**Given records**:
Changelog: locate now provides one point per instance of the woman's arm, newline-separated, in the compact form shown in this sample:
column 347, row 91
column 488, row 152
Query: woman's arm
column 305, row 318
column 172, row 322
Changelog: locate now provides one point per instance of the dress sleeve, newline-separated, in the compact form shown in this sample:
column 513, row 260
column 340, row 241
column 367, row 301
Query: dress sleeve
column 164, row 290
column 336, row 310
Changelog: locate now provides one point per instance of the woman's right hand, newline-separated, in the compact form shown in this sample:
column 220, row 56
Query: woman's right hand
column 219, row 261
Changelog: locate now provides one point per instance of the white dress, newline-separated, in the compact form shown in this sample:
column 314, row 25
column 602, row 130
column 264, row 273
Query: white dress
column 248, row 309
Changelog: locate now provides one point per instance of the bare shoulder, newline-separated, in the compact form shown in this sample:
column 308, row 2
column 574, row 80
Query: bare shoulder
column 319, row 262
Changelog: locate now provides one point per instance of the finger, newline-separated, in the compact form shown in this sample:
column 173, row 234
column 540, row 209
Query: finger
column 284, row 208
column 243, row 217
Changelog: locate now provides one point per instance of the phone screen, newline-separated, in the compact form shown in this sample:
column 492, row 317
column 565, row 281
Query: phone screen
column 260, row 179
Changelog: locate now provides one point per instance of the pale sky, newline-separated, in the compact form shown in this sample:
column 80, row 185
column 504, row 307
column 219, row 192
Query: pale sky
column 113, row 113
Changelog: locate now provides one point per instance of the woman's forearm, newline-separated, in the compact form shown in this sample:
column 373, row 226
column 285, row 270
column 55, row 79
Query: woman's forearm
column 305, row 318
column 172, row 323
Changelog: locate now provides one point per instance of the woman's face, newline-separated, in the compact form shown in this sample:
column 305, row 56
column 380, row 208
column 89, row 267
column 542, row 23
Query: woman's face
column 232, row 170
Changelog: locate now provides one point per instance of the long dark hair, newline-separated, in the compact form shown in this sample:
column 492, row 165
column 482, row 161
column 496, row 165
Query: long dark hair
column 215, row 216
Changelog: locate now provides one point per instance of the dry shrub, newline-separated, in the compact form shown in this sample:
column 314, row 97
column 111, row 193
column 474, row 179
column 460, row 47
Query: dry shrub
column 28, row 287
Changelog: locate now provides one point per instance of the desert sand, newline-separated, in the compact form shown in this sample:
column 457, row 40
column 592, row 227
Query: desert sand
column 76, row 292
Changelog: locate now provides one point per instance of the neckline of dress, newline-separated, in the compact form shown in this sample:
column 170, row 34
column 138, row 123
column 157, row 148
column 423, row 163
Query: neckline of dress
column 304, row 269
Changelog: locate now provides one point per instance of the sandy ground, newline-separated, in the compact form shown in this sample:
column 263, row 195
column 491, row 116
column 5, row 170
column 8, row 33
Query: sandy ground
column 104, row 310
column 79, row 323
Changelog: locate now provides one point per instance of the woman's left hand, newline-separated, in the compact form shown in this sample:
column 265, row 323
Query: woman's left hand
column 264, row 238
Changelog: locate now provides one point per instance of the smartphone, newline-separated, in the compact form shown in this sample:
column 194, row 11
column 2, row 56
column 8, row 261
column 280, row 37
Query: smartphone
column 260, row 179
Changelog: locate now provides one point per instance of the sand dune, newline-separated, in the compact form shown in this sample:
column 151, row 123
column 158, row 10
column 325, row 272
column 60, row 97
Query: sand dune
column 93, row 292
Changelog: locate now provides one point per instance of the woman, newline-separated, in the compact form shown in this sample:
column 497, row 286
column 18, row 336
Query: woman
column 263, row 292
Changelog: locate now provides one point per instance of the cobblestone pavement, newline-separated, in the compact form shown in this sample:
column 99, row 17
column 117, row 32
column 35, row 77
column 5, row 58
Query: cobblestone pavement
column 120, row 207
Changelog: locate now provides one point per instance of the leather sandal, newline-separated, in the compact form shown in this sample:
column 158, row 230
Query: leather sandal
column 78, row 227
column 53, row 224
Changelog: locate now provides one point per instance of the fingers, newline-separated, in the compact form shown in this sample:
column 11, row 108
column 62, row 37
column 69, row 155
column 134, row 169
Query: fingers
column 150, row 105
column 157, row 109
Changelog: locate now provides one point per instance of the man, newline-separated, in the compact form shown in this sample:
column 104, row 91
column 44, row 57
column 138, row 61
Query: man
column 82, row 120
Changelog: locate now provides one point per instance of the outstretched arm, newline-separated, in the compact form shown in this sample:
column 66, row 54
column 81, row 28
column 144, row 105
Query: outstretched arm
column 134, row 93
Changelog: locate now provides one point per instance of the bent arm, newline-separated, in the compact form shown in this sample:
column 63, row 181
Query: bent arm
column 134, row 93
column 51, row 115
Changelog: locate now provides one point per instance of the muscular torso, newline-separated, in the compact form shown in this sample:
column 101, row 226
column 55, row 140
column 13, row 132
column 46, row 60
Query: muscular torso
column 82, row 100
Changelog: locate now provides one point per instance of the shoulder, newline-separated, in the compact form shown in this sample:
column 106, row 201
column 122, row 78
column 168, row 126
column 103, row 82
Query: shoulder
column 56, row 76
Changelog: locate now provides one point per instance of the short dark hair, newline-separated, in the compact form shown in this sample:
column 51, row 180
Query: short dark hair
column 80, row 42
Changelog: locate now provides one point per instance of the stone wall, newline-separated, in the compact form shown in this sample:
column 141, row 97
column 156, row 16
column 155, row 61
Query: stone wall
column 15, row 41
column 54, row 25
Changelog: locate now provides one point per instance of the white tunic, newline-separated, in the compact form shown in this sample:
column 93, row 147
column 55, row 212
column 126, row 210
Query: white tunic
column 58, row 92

**Given instruction**:
Give back, unchanged, the lines of the rows beginning at the line containing "of the long" and ending after the line containing "column 76, row 292". Include both of those lines.

**Reply**:
Changelog: locate now provides one point per instance of the long dark hair, newline-separated, in the compact form shown in this sample:
column 492, row 165
column 482, row 161
column 496, row 165
Query: long dark hair
column 215, row 216
Changelog: locate now provides one point per instance of the dry shrub, newline-separated, in the compact form shown in this sample:
column 314, row 97
column 111, row 193
column 474, row 179
column 460, row 47
Query: dry shrub
column 28, row 287
Changelog: locate now provides one point per instance of the desert sand, newline-separated, in the compact form shown in this sample:
column 457, row 40
column 592, row 227
Query: desert sand
column 76, row 292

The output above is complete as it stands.